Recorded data

::::

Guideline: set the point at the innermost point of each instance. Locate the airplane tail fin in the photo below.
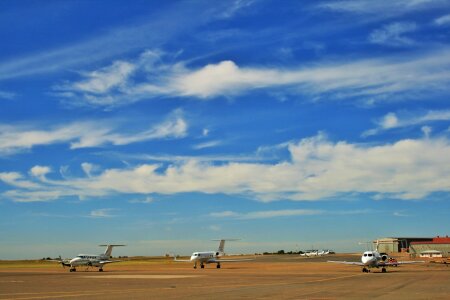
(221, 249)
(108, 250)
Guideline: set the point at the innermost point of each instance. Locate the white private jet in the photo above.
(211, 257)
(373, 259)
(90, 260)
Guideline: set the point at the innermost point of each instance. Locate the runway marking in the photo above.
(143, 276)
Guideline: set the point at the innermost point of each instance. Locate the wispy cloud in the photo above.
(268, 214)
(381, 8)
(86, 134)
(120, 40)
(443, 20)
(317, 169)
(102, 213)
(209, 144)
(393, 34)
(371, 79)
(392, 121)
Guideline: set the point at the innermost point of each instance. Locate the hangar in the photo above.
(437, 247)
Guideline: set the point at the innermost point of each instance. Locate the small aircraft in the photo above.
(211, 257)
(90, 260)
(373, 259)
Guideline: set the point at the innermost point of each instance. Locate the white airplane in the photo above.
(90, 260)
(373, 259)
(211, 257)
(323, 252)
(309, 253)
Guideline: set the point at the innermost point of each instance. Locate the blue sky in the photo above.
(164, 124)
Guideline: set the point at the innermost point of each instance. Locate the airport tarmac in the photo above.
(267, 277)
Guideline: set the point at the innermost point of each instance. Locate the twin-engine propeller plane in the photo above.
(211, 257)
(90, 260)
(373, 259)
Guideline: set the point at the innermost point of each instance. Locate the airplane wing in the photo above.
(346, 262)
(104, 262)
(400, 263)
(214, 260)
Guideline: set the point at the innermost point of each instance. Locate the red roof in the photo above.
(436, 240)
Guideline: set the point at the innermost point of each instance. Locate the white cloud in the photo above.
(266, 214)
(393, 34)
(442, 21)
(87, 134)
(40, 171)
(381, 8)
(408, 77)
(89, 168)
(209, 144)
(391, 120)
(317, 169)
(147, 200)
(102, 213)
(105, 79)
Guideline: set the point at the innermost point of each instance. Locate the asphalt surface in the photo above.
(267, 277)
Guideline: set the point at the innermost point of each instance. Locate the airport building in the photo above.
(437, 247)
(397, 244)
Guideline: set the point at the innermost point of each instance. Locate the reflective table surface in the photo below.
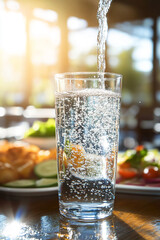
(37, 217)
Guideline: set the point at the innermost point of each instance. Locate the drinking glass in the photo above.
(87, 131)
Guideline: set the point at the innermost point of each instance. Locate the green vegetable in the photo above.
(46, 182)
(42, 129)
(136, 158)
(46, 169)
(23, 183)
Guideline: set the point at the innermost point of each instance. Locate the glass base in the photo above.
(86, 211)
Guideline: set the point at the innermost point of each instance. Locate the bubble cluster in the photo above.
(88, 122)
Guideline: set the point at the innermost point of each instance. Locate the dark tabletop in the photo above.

::::

_What is being asked_.
Exclude the pictures, and output exactly the lines from the one with "surface in the photo above." through the last line of the records, both included.

_Solution to this exercise_.
Guideline: set the point at the innermost point of each instance. Locate the asphalt surface in the photo above.
(267, 277)
Guideline: set the point at the innermost point of each instance. Locate the airport building in the photo above.
(437, 247)
(397, 244)
Guideline: set the point at the innermost point of each instance. Locate the reflective table surface in the photo below.
(37, 217)
Guideline: set the point at the innermost point of each instance. Locate the drinking glass in the photo above.
(87, 131)
Guideline: set the point at the innermost point of each instance. Locate the green vegetable in the photo above.
(46, 182)
(42, 129)
(136, 158)
(46, 169)
(23, 183)
Guideline: set the point at the innermost point of each instance. Locate the glass base in the photo above.
(86, 211)
Guideline: set the point at the innermost point of each instance. Locate the bubble cluster in the photo above.
(88, 122)
Guideline: set the point at the innermost point of each instance. Locate the dark tabletop in the photo above.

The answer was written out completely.